** Excerpts from pointing data **

#####

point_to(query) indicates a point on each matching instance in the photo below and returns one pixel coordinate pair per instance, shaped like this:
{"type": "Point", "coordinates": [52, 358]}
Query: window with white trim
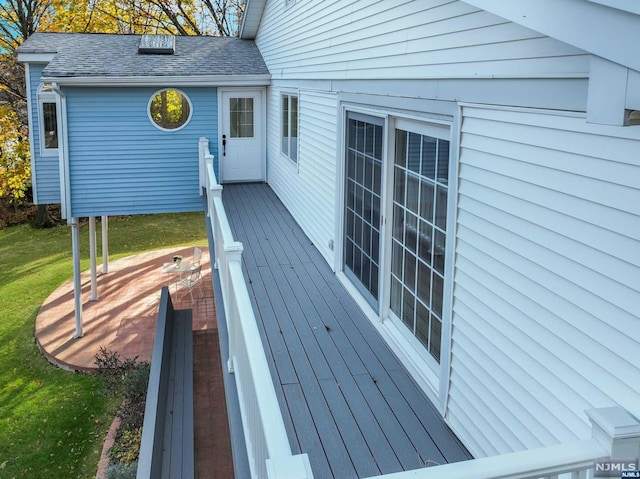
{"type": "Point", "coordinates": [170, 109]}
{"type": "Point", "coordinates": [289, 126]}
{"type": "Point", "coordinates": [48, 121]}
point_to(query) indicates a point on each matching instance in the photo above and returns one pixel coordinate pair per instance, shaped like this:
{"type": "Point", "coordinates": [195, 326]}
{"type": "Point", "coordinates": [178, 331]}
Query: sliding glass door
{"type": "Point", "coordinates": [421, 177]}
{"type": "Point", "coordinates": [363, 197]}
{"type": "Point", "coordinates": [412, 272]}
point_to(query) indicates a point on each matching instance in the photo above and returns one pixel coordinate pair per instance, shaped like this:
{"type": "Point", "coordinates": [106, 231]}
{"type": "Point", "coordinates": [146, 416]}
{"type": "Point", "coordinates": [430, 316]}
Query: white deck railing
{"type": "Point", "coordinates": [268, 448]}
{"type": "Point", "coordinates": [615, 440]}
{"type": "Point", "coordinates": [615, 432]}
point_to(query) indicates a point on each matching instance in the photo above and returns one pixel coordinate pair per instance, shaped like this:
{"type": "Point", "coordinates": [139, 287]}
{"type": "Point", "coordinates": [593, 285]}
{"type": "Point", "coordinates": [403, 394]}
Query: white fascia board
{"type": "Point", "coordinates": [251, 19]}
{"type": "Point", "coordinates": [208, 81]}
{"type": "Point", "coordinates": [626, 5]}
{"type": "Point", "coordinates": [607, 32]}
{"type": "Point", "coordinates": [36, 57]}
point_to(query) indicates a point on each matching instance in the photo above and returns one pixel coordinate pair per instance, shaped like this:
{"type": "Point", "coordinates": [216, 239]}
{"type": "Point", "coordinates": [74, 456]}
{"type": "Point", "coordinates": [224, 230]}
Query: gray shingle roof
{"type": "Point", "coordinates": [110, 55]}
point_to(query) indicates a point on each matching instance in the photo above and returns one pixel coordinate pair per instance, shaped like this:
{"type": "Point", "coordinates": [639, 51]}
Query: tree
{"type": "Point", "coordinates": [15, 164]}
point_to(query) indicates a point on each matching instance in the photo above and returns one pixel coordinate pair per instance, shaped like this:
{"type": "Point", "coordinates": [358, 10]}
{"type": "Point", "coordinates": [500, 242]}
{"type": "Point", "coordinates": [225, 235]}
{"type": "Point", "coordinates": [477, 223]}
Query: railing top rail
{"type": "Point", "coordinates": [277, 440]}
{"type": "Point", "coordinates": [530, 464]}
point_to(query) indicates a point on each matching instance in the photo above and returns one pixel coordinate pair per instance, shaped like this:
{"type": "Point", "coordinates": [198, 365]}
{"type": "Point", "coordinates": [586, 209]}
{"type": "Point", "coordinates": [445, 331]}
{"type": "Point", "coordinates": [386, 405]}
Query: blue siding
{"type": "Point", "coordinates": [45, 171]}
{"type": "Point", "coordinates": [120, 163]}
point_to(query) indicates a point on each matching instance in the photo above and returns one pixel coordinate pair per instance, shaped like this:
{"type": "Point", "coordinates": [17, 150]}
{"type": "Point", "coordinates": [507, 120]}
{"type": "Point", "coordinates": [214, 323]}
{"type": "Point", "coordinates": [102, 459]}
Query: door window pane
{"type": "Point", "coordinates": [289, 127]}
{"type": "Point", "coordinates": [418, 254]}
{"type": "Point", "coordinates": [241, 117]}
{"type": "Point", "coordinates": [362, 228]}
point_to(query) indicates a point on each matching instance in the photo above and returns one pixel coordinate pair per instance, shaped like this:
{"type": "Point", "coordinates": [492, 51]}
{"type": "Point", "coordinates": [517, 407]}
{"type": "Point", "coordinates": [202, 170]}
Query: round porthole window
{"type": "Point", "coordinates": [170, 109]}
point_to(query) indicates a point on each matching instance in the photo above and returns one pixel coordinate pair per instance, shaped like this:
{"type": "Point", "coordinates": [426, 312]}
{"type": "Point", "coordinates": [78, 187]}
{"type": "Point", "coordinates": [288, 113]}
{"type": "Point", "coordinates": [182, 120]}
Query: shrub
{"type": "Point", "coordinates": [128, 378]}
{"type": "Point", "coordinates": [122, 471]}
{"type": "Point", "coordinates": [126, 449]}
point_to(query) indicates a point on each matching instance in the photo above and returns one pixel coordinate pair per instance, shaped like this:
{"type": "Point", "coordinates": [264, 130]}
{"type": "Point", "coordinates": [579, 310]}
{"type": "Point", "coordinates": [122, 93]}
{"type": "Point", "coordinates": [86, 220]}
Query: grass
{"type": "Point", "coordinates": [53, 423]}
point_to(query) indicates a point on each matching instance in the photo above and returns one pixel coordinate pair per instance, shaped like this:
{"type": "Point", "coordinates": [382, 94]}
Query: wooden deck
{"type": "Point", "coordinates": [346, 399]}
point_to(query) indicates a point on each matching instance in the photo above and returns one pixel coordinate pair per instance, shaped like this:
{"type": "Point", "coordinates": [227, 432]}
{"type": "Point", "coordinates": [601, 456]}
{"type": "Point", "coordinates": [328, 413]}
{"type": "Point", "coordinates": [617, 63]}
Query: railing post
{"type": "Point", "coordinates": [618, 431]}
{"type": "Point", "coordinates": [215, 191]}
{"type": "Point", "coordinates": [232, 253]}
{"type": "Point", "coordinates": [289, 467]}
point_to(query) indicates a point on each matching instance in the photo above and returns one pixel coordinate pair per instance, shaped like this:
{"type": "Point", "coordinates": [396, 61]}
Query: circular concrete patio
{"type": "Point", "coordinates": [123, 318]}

#####

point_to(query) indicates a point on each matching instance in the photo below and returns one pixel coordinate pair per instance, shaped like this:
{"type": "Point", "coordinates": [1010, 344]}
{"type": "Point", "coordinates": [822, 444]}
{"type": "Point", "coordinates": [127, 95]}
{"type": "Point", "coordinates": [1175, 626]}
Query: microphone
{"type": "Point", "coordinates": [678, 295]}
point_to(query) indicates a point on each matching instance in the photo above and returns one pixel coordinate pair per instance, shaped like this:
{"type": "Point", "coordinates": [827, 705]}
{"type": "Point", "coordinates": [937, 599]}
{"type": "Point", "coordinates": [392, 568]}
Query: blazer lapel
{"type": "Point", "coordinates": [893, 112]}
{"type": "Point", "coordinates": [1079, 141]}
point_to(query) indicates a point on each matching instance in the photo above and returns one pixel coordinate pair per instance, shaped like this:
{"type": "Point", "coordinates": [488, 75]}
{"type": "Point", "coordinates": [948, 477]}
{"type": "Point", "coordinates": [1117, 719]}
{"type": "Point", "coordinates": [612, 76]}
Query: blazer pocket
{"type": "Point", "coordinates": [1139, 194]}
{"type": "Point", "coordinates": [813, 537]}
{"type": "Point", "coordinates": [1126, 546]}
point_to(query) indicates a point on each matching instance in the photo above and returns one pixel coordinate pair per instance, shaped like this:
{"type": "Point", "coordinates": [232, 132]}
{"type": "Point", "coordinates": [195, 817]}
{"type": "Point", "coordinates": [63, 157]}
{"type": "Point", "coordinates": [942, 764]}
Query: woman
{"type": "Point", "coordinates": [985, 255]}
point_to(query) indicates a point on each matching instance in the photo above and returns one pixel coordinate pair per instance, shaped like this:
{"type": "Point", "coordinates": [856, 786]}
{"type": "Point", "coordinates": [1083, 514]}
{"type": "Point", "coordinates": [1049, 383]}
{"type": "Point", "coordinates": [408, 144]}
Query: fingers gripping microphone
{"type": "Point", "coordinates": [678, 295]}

#####

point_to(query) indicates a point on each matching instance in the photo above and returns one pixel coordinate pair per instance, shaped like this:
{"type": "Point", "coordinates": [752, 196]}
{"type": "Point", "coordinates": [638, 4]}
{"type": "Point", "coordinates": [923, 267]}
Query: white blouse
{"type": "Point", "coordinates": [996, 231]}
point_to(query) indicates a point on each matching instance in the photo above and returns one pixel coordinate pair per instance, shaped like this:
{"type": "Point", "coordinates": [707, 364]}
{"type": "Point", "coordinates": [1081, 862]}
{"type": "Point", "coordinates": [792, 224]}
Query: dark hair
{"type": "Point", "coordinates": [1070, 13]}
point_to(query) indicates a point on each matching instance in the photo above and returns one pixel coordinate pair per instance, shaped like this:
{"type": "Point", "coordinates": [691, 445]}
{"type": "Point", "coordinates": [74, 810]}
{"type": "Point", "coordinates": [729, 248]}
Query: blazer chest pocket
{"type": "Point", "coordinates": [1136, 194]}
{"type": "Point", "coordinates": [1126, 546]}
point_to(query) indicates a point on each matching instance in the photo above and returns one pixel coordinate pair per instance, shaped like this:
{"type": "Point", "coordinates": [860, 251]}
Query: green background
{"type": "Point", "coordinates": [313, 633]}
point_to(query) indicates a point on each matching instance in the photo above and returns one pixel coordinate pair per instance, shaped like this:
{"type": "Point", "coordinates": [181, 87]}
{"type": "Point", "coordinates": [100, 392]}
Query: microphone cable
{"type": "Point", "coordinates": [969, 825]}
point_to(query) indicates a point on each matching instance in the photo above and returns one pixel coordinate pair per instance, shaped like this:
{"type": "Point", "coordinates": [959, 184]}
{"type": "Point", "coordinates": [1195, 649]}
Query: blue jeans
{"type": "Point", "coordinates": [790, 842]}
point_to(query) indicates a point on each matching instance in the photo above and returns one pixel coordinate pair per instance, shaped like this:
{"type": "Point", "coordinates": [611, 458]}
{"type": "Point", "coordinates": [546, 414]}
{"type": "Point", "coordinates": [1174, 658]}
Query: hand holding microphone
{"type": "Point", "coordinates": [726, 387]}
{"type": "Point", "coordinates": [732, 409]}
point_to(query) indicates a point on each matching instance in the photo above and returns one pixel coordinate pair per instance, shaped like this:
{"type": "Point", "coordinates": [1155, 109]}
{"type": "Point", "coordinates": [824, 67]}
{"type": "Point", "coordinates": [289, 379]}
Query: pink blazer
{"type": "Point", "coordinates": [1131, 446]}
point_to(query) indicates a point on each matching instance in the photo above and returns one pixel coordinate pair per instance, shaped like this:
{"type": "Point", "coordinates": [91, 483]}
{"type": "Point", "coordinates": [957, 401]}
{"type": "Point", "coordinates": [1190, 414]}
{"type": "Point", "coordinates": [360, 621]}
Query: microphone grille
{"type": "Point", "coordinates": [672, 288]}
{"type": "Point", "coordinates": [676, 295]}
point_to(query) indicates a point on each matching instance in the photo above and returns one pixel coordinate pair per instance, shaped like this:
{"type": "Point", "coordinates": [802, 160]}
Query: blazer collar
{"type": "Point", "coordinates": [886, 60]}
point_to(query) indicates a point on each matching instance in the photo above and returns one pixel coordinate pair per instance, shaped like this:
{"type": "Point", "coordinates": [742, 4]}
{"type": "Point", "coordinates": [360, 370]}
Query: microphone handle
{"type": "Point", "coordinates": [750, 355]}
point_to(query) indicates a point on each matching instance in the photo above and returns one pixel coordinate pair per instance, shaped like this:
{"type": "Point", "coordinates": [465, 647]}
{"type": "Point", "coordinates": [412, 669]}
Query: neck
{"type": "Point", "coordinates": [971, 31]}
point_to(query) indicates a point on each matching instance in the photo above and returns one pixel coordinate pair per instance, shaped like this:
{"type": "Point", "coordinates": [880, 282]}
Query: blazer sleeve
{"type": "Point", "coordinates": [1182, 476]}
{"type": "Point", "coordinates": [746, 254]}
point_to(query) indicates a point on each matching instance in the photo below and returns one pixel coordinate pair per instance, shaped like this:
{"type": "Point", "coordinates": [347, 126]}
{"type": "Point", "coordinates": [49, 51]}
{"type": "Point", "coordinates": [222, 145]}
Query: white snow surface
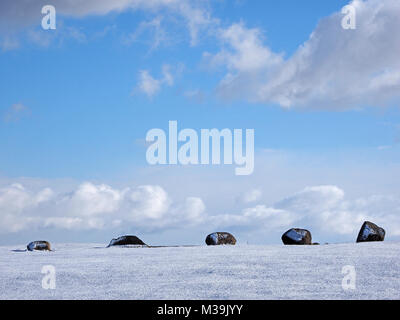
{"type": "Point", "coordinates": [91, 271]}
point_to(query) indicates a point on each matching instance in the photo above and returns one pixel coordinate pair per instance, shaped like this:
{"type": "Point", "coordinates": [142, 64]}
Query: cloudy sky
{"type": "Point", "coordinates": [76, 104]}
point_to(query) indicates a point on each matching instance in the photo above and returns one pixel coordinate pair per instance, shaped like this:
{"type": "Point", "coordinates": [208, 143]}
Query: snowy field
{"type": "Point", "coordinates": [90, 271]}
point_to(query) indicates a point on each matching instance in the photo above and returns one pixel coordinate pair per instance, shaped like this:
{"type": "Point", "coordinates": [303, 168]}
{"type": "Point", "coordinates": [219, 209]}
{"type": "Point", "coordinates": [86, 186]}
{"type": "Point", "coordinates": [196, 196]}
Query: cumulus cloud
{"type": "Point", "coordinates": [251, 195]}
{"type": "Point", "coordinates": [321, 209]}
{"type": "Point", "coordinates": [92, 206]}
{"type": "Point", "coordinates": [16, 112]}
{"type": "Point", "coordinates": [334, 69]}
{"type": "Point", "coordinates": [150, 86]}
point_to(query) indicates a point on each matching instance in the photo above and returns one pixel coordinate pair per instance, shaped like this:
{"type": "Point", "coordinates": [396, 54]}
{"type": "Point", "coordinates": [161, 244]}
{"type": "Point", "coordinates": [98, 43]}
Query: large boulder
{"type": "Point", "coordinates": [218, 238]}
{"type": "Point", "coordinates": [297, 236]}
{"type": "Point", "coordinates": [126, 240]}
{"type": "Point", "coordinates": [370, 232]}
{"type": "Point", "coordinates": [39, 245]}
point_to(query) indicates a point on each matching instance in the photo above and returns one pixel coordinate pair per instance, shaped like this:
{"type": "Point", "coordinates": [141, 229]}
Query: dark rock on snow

#####

** DIRECTION **
Which lines in the listing above contain the word "deck"? Identify each one and copy it in full, treating uppercase and lowercase as different.

** TASK ANSWER **
Query: white deck railing
Query: wooden deck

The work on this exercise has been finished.